━━━ EXTRACTED INFORMATION ━━━

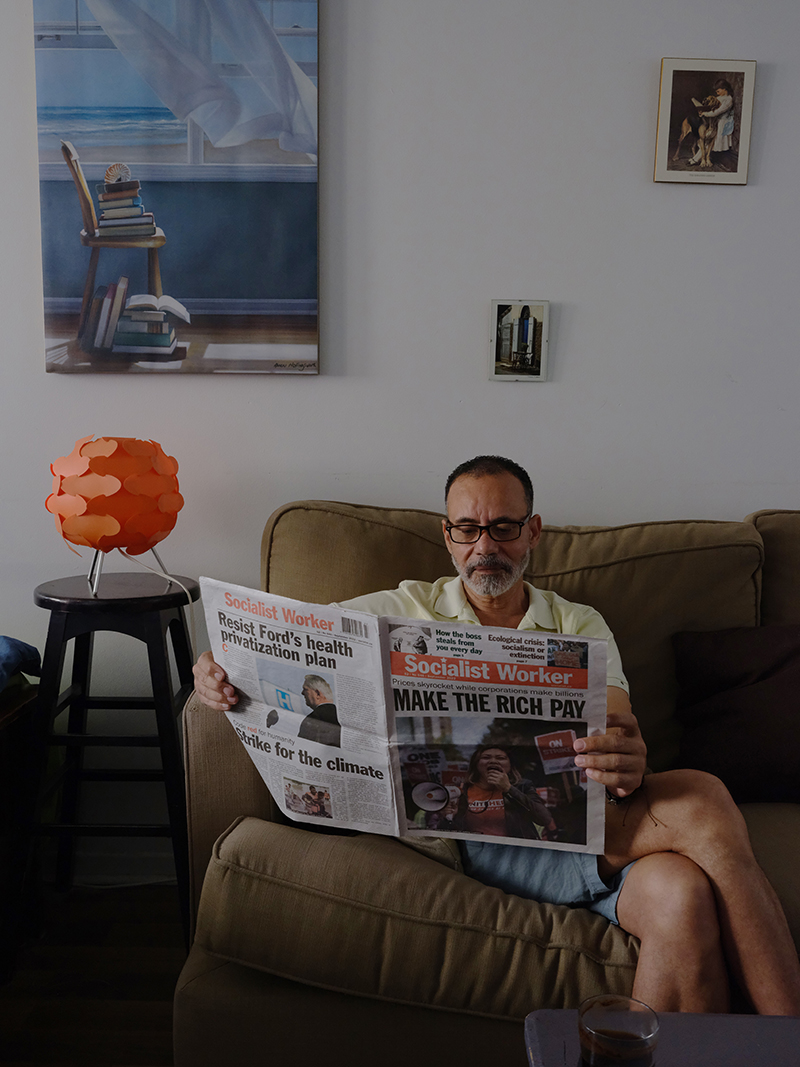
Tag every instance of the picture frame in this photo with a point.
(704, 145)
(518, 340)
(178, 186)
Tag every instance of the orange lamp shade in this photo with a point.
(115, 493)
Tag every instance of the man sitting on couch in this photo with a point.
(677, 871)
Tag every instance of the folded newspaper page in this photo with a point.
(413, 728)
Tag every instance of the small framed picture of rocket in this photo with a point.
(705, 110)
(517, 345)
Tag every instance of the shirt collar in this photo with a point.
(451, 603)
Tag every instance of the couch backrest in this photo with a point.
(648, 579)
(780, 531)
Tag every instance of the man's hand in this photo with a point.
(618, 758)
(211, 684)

━━━
━━━ EXTRACTED INFORMATION ━━━

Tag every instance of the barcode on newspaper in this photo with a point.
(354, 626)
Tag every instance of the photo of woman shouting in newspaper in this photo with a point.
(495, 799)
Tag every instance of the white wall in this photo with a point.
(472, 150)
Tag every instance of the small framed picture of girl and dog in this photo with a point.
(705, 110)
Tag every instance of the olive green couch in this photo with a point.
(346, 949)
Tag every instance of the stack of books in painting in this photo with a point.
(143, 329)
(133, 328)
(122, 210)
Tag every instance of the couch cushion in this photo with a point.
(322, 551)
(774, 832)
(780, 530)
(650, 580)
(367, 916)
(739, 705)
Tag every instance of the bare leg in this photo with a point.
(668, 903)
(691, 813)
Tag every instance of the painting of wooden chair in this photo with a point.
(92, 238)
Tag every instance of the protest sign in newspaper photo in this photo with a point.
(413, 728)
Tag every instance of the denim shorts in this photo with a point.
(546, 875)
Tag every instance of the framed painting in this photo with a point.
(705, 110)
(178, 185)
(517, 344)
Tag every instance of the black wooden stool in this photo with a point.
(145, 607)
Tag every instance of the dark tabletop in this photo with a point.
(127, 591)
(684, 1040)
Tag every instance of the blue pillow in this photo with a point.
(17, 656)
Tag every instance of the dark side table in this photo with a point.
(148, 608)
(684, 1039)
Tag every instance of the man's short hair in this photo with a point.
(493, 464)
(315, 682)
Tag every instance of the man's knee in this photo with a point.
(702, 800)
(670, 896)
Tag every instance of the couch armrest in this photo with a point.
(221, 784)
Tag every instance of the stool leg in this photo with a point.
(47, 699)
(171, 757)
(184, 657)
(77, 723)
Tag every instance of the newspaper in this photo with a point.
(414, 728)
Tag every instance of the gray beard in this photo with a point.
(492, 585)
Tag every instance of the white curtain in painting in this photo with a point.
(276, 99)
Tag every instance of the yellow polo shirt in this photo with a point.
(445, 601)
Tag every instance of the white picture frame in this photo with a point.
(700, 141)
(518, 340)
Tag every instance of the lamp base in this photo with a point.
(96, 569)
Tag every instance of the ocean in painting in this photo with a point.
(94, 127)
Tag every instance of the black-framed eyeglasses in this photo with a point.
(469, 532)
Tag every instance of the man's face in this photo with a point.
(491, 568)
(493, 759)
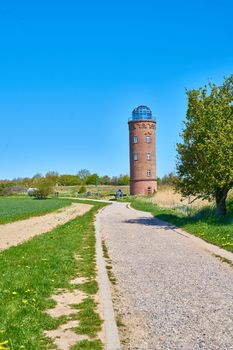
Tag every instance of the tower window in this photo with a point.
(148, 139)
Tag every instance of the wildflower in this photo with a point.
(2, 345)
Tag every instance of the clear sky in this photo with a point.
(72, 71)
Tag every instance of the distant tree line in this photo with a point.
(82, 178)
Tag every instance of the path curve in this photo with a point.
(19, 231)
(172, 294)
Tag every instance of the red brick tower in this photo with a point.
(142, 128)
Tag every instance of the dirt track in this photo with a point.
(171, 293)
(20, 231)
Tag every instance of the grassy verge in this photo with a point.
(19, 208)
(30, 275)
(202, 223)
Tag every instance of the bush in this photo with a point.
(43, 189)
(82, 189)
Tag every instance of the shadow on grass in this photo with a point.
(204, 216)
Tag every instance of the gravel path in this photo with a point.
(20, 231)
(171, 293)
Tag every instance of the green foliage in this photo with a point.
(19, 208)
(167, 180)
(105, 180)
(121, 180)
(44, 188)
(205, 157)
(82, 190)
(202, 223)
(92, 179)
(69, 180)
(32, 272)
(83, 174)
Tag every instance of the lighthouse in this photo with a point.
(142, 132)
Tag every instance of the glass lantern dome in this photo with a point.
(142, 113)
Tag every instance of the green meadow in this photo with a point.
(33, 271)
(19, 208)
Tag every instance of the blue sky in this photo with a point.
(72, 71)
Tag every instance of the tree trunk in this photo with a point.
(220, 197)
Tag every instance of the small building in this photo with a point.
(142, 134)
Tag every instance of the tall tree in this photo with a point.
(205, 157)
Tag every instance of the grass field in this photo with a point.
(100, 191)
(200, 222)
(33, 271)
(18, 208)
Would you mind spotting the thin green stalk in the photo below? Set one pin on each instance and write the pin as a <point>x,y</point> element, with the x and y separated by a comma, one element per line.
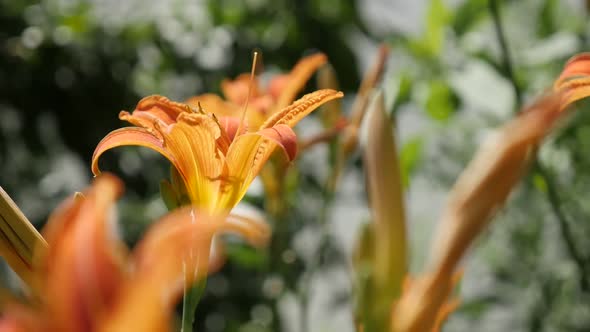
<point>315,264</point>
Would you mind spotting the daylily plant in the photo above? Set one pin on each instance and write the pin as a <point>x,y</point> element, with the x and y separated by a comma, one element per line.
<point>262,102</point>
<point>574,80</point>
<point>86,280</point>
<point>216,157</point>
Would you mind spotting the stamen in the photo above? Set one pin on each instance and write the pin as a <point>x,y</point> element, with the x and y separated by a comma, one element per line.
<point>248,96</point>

━━━
━━━ EXTRACTED INFORMATION ━━━

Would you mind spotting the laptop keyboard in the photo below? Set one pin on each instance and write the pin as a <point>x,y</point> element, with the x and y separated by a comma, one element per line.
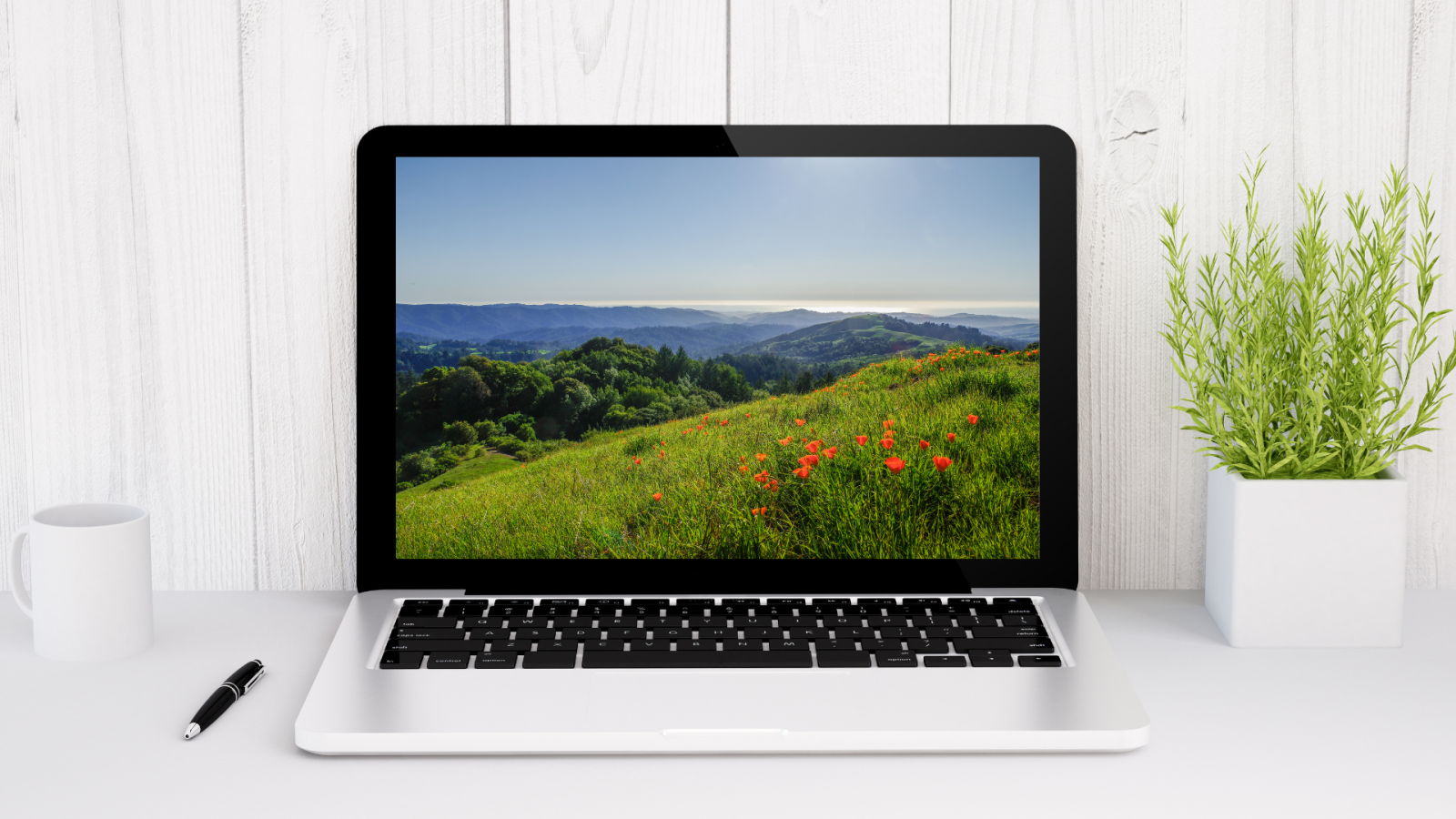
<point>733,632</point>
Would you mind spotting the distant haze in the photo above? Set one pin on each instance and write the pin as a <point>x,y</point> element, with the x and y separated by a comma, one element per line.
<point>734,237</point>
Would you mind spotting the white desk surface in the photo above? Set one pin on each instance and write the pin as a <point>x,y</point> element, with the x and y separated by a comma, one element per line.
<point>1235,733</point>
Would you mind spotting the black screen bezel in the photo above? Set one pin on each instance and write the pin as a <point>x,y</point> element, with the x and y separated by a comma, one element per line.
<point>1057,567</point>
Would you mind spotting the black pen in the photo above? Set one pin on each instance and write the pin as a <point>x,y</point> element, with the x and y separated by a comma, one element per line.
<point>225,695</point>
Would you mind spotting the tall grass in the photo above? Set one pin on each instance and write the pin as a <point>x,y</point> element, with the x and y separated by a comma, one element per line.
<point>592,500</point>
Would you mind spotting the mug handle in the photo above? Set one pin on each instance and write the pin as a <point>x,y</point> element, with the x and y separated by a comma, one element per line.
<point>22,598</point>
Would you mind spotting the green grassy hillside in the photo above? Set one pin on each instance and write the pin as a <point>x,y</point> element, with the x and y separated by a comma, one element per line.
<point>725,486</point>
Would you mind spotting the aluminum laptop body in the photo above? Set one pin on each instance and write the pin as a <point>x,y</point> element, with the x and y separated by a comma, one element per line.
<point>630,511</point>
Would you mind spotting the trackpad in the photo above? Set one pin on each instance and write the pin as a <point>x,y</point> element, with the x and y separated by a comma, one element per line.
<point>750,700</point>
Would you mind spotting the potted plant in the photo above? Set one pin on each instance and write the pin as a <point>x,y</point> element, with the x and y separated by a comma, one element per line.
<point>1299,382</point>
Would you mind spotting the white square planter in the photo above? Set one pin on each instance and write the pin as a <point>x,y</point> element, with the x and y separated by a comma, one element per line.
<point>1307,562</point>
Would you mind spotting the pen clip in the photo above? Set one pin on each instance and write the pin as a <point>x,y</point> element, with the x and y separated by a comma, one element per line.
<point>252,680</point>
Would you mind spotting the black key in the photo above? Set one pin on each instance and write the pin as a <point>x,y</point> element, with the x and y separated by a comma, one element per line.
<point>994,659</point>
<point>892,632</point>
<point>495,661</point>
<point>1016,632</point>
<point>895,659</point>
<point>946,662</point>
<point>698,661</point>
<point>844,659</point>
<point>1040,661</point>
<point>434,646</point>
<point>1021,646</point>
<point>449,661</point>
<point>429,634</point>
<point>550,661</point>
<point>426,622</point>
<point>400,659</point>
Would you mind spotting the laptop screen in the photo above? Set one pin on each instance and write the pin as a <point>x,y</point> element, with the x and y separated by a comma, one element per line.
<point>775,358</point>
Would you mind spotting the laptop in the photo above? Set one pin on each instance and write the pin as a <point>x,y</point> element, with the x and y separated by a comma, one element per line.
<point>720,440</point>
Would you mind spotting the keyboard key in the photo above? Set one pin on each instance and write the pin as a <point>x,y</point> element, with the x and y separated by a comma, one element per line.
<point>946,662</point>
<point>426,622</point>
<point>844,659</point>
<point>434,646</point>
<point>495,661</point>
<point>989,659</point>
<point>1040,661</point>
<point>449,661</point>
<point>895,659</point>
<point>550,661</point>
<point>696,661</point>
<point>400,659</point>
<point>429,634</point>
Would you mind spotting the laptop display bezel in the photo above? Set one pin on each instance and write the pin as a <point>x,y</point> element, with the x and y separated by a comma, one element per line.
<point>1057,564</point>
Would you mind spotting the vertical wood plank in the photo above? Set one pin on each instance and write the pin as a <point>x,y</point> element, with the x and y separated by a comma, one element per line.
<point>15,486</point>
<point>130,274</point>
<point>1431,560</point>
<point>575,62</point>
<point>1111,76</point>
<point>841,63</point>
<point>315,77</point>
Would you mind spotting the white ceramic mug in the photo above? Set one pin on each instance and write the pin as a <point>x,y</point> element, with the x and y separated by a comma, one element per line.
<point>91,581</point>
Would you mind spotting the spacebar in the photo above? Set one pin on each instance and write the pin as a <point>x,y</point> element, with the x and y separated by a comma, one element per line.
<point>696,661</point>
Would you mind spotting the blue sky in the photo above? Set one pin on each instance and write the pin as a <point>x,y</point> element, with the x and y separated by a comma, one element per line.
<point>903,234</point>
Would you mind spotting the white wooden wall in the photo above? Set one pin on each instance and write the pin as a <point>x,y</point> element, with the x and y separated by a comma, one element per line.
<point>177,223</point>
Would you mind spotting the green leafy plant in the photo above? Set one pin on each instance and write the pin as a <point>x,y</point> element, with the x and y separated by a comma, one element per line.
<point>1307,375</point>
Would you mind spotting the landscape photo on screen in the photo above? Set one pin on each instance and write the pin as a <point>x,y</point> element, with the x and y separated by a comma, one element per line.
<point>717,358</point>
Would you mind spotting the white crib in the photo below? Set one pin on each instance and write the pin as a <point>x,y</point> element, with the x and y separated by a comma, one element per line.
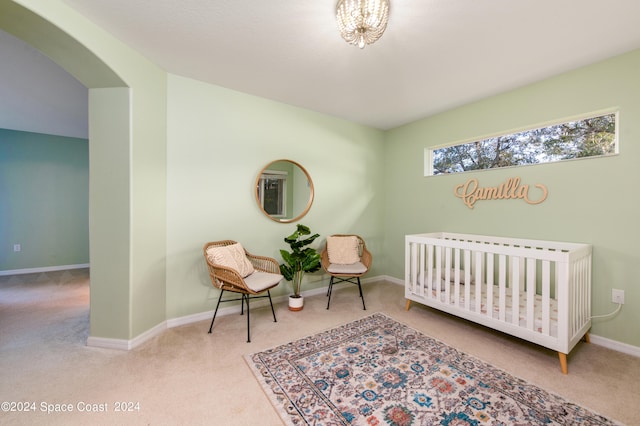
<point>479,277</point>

━━━

| THE TASK |
Render the entries from the line with "Would you mind spotting the distant" up to and including the line with "<point>1235,733</point>" as a two-column CSV with the headers request and answer. Give one row per entry, with each value in its own quoted field and any line breaks replaced by spaces.

| TASK OUTPUT |
request,answer
"Would you mind spotting the distant haze in the photo above? Set one pin on each instance and write the pin as a <point>x,y</point> element, with the x and y separated by a comma, one element per line.","<point>734,237</point>"
"Would you mind spotting the white desk surface in the photo above? Set one pin on each instance and write the pin as a <point>x,y</point> element, with the x and y separated by a comma, one element per line.","<point>1235,733</point>"